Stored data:
-- START --

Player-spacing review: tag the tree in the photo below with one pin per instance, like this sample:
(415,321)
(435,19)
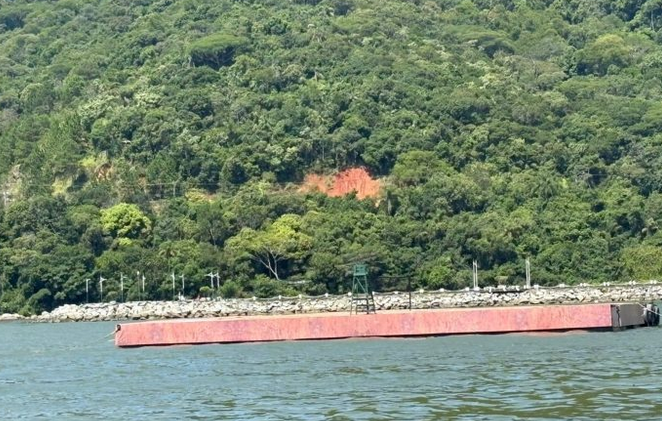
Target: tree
(125,221)
(280,242)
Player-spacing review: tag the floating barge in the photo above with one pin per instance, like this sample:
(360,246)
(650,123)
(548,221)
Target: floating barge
(547,318)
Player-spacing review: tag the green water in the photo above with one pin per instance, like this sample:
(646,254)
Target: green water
(71,372)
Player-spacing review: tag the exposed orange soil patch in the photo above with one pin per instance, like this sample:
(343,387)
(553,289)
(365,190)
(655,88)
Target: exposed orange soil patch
(342,183)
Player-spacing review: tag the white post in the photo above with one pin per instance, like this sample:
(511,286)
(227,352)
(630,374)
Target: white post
(122,277)
(101,281)
(475,269)
(172,275)
(528,274)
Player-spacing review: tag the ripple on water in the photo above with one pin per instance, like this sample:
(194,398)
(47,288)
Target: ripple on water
(65,372)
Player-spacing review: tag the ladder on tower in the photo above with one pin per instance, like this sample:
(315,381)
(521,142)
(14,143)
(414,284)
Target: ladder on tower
(362,299)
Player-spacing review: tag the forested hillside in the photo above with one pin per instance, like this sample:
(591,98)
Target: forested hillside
(172,135)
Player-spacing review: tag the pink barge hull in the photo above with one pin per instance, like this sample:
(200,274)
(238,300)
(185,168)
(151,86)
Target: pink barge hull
(382,324)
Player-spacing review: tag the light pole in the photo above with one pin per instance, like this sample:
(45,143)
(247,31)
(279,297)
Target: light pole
(101,281)
(172,275)
(122,278)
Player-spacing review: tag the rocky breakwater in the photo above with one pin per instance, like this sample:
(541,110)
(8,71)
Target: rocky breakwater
(487,297)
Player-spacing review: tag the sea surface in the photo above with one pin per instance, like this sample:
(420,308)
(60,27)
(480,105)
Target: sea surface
(72,371)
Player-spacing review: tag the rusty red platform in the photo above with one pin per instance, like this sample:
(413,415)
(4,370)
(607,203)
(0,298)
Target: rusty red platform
(382,324)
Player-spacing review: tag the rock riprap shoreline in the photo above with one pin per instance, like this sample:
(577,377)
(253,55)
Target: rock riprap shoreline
(148,310)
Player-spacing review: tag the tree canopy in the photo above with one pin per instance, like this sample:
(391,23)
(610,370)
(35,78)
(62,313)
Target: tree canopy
(171,136)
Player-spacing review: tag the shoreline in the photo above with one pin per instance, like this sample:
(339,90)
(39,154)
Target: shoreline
(237,307)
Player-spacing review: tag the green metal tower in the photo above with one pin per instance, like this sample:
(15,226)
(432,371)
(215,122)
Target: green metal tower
(362,298)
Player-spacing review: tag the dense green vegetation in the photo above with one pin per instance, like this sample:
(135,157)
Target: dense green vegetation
(170,135)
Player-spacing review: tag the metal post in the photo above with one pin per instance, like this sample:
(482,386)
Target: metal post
(528,274)
(101,281)
(173,285)
(122,278)
(475,269)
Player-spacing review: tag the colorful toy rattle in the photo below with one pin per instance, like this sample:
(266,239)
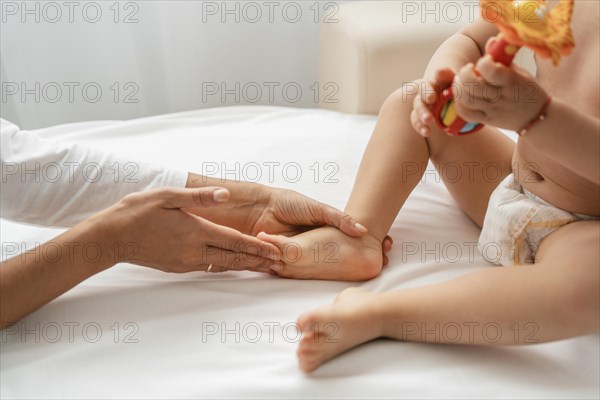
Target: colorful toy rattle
(521,23)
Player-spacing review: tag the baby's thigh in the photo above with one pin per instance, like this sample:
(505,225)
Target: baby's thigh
(571,254)
(574,244)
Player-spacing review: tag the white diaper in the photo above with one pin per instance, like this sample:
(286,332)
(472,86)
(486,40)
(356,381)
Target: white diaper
(515,223)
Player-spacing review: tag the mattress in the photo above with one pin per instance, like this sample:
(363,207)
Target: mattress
(133,332)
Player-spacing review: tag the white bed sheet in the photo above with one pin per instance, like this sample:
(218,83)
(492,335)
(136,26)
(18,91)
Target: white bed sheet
(171,313)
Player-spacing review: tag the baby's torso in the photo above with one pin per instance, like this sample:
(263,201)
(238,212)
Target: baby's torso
(575,81)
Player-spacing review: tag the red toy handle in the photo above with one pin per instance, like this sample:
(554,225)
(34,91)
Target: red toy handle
(443,110)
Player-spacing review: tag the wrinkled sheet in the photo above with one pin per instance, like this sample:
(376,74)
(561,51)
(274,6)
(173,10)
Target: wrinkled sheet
(134,332)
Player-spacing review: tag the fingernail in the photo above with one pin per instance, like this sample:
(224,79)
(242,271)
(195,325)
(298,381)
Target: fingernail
(276,267)
(221,195)
(361,228)
(274,253)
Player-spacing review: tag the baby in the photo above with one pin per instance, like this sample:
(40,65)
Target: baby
(543,214)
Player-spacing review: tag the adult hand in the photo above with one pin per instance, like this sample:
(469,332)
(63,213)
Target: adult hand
(169,239)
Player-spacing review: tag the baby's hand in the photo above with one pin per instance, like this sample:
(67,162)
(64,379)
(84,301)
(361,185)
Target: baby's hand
(492,93)
(421,116)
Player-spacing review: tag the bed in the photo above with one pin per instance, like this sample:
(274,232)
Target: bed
(132,332)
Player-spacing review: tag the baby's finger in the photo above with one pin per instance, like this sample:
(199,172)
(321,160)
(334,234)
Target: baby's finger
(428,93)
(489,43)
(443,78)
(494,73)
(417,125)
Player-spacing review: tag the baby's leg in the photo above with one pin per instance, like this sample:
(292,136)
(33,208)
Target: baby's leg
(396,157)
(392,166)
(556,298)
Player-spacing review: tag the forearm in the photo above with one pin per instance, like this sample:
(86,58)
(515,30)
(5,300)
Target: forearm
(569,136)
(497,306)
(34,278)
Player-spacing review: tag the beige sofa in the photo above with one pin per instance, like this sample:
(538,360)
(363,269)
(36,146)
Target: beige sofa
(374,47)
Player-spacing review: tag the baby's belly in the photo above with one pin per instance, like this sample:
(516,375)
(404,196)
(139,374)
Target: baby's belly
(553,183)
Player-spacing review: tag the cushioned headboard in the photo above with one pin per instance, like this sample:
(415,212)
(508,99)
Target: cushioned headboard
(368,49)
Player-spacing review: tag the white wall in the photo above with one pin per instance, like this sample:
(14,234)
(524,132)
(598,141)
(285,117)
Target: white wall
(170,56)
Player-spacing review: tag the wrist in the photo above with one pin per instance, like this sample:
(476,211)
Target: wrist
(104,242)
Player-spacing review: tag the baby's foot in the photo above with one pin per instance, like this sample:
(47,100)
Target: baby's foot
(352,319)
(327,253)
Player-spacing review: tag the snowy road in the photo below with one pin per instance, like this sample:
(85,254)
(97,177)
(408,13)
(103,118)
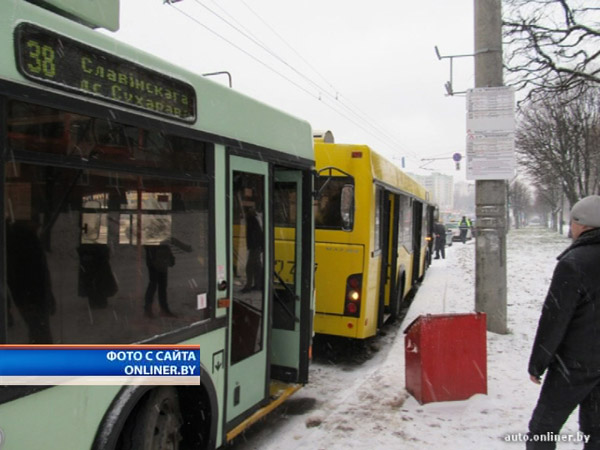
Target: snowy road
(361,403)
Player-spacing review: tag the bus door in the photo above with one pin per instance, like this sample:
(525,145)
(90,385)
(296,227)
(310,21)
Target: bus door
(393,295)
(285,341)
(385,228)
(417,239)
(249,225)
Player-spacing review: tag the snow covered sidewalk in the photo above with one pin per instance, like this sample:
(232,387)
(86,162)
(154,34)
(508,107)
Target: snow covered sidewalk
(367,407)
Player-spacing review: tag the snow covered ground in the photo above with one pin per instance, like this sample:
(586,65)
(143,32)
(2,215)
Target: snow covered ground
(362,403)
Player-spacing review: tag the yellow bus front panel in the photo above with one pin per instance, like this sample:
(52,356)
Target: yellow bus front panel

-- END --

Could you edit the listing so that "Player-spacing review" becomes "Spot check" everywhere, with nothing else changed and the pictures left out?

:: EXERCISE RESPONSE ::
Spot check: tag the tree in the photo below with one pin per instance, like this sample:
(415,321)
(435,19)
Target: tree
(125,221)
(280,242)
Spot check: tag the floating barge in the photo above with one pin per instance, like this sample:
(360,246)
(650,123)
(548,221)
Target: floating barge
(547,318)
Spot check: tag the green water in the photo above with one pin per instance, like this sample:
(646,254)
Target: green water
(71,372)
Spot check: tag the exposed orange soil patch in the photo above with one pin per instance, like this sample:
(343,387)
(553,289)
(365,190)
(655,88)
Target: exposed orange soil patch
(342,183)
Spot check: tag the white post in the photo above with one pin per instance, like this sample:
(511,286)
(227,352)
(630,374)
Target: white post
(122,277)
(101,281)
(475,269)
(172,275)
(528,274)
Spot check: tag the ripple on water in the photo above with one pin per instance, like this sample:
(194,398)
(47,288)
Target: ripple on water
(65,372)
Spot check: tag the ladder on tower in the photo above with one pin per instance, like this sample:
(315,381)
(521,142)
(14,143)
(414,284)
Target: ladder on tower
(362,299)
Spot check: tag the forested hillside in the photo above with one pin per instance, like this sample:
(591,98)
Target: forested hillside
(172,135)
Spot check: tag the pink barge hull in the photo above with one pin per instance, like this sample:
(200,274)
(238,300)
(185,168)
(151,86)
Target: pink barge hull
(382,324)
Spot check: tag the light pole in the photo above with one pin per instance, like this sample:
(45,143)
(247,31)
(279,297)
Target: light pole
(101,281)
(172,275)
(122,278)
Spot check: tag the rocky breakwater in the photo above with one pin per instance, like this sample:
(541,110)
(8,71)
Target: rocky breakwater
(487,297)
Spot check: tag the sea surface in the photo above with one pin per instance, like this sample:
(420,308)
(60,27)
(480,105)
Target: sea surface
(72,371)
Spot check: tag the rusty red platform in the photo above with one pin per instance, like this sample:
(413,415)
(4,370)
(607,203)
(0,298)
Target: rusty red platform
(382,324)
Spot check: tag the rock riprap shoreline in the photo above with one pin per instance, like this sample:
(577,377)
(253,55)
Target: rock riprap shoreline
(148,310)
Spot check: tag the tree canopy in the photo above with one pin per instance, like this sample:
(391,23)
(610,370)
(35,78)
(62,313)
Target: tree canopy
(171,136)
Spot check: tag the shoreline in the photo above with one pin per instance, like this sample:
(339,90)
(39,154)
Target: shoreline
(237,307)
Spot check: tag the green metal tower in the photo above with one pin per instance, like this sample:
(15,226)
(432,371)
(215,122)
Target: green metal tower
(362,298)
Spot check: tag the dense green vegetation in the photo above with one pin per instance, like this sample:
(135,157)
Target: dense green vegetation
(170,135)
Spot check: tag the metal post in the photo above with one pin per instance, like this sample:
(482,386)
Target: metal post
(528,274)
(101,281)
(173,285)
(122,278)
(475,269)
Spot check: tag the colorful toy rattle in the photo below with one pin per instance, like this sample:
(266,239)
Target: colorful toy rattle
(521,23)
Spot check: tag the baby's thigh in the photo above with one pin per instance, like this sample:
(505,225)
Target: baby's thigh
(571,254)
(574,244)
Spot check: tag the white diaper in the photo above with one pin per instance, like this sample:
(286,332)
(472,86)
(486,40)
(356,381)
Target: white diaper
(515,223)
Spot check: tag the mattress in the photo above with one pin per instance, like this sample:
(363,207)
Target: mattress
(133,332)
Spot check: tag the white bed sheet in the photo above with one pin per instance, like this sample:
(218,83)
(492,335)
(136,26)
(18,91)
Target: white bed sheet
(171,313)
Spot check: tag the baby's torso in the photo above with one pin per instance, like this sample:
(263,201)
(238,212)
Target: baby's torso
(575,81)
Spot check: tag the red toy handle in the photo above with one pin per instance, like this sample:
(554,225)
(34,91)
Target: red toy handle
(443,110)
Spot check: tag the wrinkled sheet in the photo above with one pin per instance, like this sample:
(376,74)
(561,51)
(274,6)
(173,10)
Target: wrinkled sheet
(134,332)
Spot check: tag the fingernail in the photo above with one pin per instance, like this sample:
(224,79)
(242,271)
(195,325)
(298,381)
Target: fingernail
(276,267)
(221,195)
(361,228)
(274,253)
Spot check: tag the baby in the photo above with one pin per instance, like this sample:
(40,65)
Target: baby
(543,214)
Spot check: tag the adult hand in the photo above with one pin per instance, like this sample:
(469,332)
(63,213)
Target: adult hand
(169,239)
Spot check: tag the baby's hand in the photo above with one pin per instance, like this sample:
(67,162)
(64,379)
(84,301)
(361,185)
Target: baby's hand
(492,93)
(421,116)
Spot check: tag the bed in the photo above with one pin per instance, like this sample:
(274,232)
Target: bed
(132,332)
Spot check: tag the baby's finger in the photo above with one pin per instance, like this sample:
(199,172)
(321,160)
(334,234)
Target: baby's finger
(428,93)
(489,43)
(443,78)
(494,73)
(417,125)
Spot check: tag the baby's leg in the photo above with one pin per instance, like this sample:
(292,136)
(33,208)
Target: baby's leg
(396,157)
(392,166)
(556,298)
Spot check: tag the forearm in the photo above with one pin per instance, like this sample:
(86,58)
(515,30)
(5,300)
Target: forearm
(569,136)
(497,306)
(34,278)
Spot check: tag the beige sofa in the photo above with one pin per instance, like this sample:
(538,360)
(363,269)
(36,146)
Target: beige sofa
(374,47)
Spot check: tag the baby's belly in the photo above with one pin per instance, like this sample:
(516,375)
(404,196)
(139,374)
Target: baby's belly
(553,183)
Spot check: tag the cushioned headboard in the photo above with one pin per instance, like this sample:
(415,212)
(508,99)
Target: cushioned headboard
(368,49)
Spot check: tag the white wall in the photo above with one pin per instance, like this sample:
(14,234)
(524,132)
(598,141)
(285,117)
Target: white wall
(170,56)
Spot check: tag the wrist in the photo above with one pin per instance, like this sample:
(476,211)
Target: wrist
(104,242)
Spot check: tag the baby's foot in the photo above with one pin per instance, like this sample:
(47,100)
Target: baby's foot
(352,319)
(327,253)
Spot check: tag the snowy road in the photo below with one pin per instance, like this sample:
(85,254)
(97,177)
(408,13)
(103,118)
Target: snowy road
(361,403)
Spot check: tag the bus door in the photo above with one pin per instance, like this sample:
(525,145)
(90,385)
(296,227)
(310,21)
Target: bus door
(393,295)
(285,341)
(385,228)
(417,239)
(249,225)
Spot check: tag the snow covered sidewalk in the photo above with one pin per instance, like this sample:
(232,387)
(86,162)
(154,34)
(508,107)
Target: snow covered sidewalk
(367,407)
Spot check: tag the snow covered ground in the photo above with one pin per instance, like this sample:
(586,65)
(143,32)
(2,215)
Target: snow covered ground
(362,403)
Spot check: tag the yellow bus front panel in the photo above with one pin per instance, like this sample:
(52,356)
Target: yellow bus front panel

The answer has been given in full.